-------- Excerto do texto

O relacionamento dos filhos pequenos com os pais – o seu abandono neles, a sua confiança, os seus pedidos audazes – serve-nos de modelo para as nossas relações com Deus. É a atitude fundamental de um cristão que, sendo renovada uma vez e outra, dia após dia, nos garante que vamos pelo caminho certo, independentemente dos êxitos ou fracassos que possam surgir. Detemo-nos com frequência a pensar se estamos a caminhar com o Senhor? Deixamos que Ele nos acompanhe a toda a hora? Como Lhe falamos do que nos acontece em cada momento? Quem poderia ser melhor Mestra que a Virgem Santíssima? Ao ouvir o anúncio de S. Gabriel, abandonou-se plenamente à Vontade divina – fiat mihi secundum verbum Tuum! – e acreditou firmemente que se cumpriria o que te foi dito da parte do Senhor , como Santa Isabel proclamou, inspirada pelo Espírito Santo[9]. Depois, em Caná, dirigiu ao seu Filho uma petição cheia de fé, intercedendo pelas necessidade dos noivos – não têm vinho – e recomendou aos servos o cumprimento exacto do que o Senhor lhes indicasse: fazei o que Ele vos disser [10]. Olhemos mais para Nossa Senhora, invoquemo-la mais.

----------------
-------- Listagem de dados

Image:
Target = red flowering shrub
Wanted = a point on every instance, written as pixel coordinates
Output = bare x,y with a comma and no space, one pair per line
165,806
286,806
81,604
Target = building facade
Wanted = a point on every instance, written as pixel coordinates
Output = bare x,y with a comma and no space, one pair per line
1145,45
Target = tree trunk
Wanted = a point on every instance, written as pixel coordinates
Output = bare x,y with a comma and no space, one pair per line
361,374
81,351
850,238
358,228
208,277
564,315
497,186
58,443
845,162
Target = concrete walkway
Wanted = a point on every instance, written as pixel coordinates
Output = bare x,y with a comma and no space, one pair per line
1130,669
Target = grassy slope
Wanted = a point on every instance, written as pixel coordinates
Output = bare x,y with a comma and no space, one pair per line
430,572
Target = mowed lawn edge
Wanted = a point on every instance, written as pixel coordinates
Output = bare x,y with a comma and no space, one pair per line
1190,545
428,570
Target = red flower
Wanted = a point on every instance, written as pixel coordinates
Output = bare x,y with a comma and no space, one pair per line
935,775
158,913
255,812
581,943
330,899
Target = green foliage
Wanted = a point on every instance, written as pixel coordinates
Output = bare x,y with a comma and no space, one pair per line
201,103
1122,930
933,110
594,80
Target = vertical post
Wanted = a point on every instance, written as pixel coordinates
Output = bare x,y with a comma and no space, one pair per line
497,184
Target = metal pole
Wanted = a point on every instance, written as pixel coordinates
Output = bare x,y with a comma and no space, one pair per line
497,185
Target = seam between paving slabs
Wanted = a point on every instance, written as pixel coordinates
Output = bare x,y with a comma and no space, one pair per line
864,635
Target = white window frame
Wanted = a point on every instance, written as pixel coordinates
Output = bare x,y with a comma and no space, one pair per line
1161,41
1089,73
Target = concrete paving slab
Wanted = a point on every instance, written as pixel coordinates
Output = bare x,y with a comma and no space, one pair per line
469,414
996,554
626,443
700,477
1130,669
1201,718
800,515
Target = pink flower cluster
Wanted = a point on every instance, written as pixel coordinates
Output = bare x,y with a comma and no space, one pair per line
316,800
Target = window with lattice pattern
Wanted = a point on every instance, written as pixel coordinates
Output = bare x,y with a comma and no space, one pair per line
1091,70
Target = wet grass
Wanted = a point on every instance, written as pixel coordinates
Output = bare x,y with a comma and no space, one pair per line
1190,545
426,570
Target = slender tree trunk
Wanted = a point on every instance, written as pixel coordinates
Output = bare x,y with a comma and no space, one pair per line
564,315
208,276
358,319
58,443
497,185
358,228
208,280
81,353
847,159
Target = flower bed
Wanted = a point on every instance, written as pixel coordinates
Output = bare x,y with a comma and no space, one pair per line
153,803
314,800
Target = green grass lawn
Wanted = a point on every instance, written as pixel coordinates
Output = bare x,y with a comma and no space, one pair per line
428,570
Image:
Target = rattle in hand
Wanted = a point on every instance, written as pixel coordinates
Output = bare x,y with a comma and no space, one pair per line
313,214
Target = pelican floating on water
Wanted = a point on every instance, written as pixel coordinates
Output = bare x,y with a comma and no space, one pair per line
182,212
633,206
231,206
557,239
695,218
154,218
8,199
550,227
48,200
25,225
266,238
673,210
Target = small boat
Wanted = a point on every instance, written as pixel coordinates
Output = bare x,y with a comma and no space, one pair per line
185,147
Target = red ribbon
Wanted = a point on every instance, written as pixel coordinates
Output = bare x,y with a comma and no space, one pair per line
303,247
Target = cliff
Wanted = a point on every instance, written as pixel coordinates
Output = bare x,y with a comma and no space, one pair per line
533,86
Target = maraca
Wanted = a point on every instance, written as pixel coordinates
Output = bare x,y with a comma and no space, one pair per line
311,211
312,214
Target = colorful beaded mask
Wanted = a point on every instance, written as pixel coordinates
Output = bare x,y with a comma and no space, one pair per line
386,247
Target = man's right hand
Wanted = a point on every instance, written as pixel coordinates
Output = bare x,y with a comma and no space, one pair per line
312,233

----------------

■ Tarefas a realizar
**a)** Traduza para inglês esta frase do excerto sobre a relação com Deus: «Detemo-nos com frequência a pensar se estamos a caminhar com o Senhor?»
**b)** Prossiga o excerto sobre a relação com Deus a partir da última frase apresentada.

■ Respostas por ordem
**a)** Do we often stop to think whether we are walking with the Lord?

**b)**
Dentro de dias, a 9 de Janeiro, completam-se cento e dez anos do nascimento de S. Josemaria. Aproveitemos este aniversário para recorrer com fé à sua intercessão, pedindo pela Igreja e pela humanidade. Apresentai-lhe de forma especial as necessidades da Obra, das suas filhas e dos seus filhos no mundo inteiro, e continuai a rezar pelas minhas intenções. Estais todas e todos continuamente presentes na minha oração, particularmente os que estão a passar por momentos de maior sofrimento físico ou espiritual. Asseguro-vos, com palavras de S. Paulo, que é justo que eu tenha tais sentimentos por todos vós, pois tenho-vos no coração (…). Deus é minha testemunha de quanto vos amo, a todos vós, no Amor de Cristo Jesus [11].

Parece-me também muito oportuno que recordemos o impulso sobrenatural e humano, o optimismo nascido da fé que S. Josemaria transmitiu aos seus filhos na Carta Circular de 9 de Janeiro de 1939, um ano depois da sua chegada a Burgos, pensando no desenvolvimento do trabalho apostólico da Obra, ao terminar a guerra civil espanhola cujo fim era já iminente.

Obstáculos? Não estou preocupado com os obstáculos exteriores, vencê-los-emos com facilidade. Vejo um único obstáculo imponente : a vossa falta de filiação e a vossa falta de fraternidade , se alguma vez ocorressem na nossa família. Tudo o resto (a escassez, as dívidas, a pobreza, o desprezo, a calúnia, a mentira, a ingratidão, a contradição dos bons , a incompreensão e mesmo a perseguição das autoridades), tudo, é desprovido de importância, quando se conta com Pai e irmãos, plenamente unidos por Cristo, com Cristo e em Cristo. Não haverá amarguras que possam retirar-nos a doçura da nossa bendita Caridade [12] .

Com a força do nosso Padre e em seu nome, peço-vos que afinemos na filiação e na fraternidade. Se não cuidássemos a fundo estes pilares da nossa família sobrenatural, apareceriam rachas na estrutura da Obra, às quais nenhum de nós deve tirar importância. Digo-vos o que também nos comunicou nos anos 50: que rezemos o oremos pro unitate apostolatus , de modo que o vivamos sem interrupção.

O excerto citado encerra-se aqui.